## Problem description
Turn every line of the records below into a Markdown table with the columns Row and Line. Number each row and skip blank lines.

(begin)

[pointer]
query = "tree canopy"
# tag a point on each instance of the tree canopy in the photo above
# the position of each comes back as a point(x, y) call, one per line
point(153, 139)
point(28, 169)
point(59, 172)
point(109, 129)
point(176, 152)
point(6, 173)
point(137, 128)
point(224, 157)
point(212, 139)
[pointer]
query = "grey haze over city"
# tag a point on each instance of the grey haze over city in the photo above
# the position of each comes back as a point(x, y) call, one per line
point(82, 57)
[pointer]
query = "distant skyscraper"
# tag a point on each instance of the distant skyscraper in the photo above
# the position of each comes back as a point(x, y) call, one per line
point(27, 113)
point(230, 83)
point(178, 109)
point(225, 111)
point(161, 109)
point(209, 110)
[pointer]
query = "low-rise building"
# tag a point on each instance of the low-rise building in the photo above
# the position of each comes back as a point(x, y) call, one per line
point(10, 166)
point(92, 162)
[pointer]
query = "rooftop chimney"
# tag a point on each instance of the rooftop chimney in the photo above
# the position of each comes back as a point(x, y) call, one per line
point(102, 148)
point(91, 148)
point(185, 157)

(end)

## Expected answer
| Row | Line |
|---|---|
| 1 | [pointer] |
| 2 | query = "tree canopy" |
| 3 | # tag a point on each instance of the tree canopy in the photo above |
| 4 | # the position of each comes back as a point(x, y) call, one per line |
| 5 | point(153, 139) |
| 6 | point(28, 169) |
| 7 | point(59, 172) |
| 8 | point(109, 129) |
| 9 | point(176, 152) |
| 10 | point(6, 173) |
| 11 | point(137, 128) |
| 12 | point(224, 157) |
| 13 | point(212, 139) |
| 14 | [pointer] |
| 15 | query = "grey haze over city" |
| 16 | # tag a point on each instance of the grey haze over city in the photo above |
| 17 | # the position of each comes back as a point(x, y) call, one per line |
| 18 | point(82, 57) |
| 19 | [pointer] |
| 20 | query = "distant skyscraper" |
| 21 | # tag a point on each instance of the distant skyscraper in the photo above |
| 22 | # the position of each comes back as a point(x, y) call, one per line |
| 23 | point(27, 113) |
| 24 | point(230, 83) |
| 25 | point(178, 109) |
| 26 | point(225, 111) |
| 27 | point(161, 109) |
| 28 | point(209, 110) |
| 29 | [pointer] |
| 30 | query = "low-rise building" |
| 31 | # tag a point on each instance of the low-rise building in the photo above |
| 32 | # the position of each comes back as a point(x, y) call, one per line |
| 33 | point(10, 166) |
| 34 | point(92, 162) |
| 35 | [pointer] |
| 36 | query = "rooftop chimney" |
| 37 | # tag a point on each instance of the rooftop chimney in the photo above |
| 38 | # the position of each comes back as a point(x, y) call, one per line |
| 39 | point(102, 148) |
| 40 | point(91, 148) |
| 41 | point(185, 157) |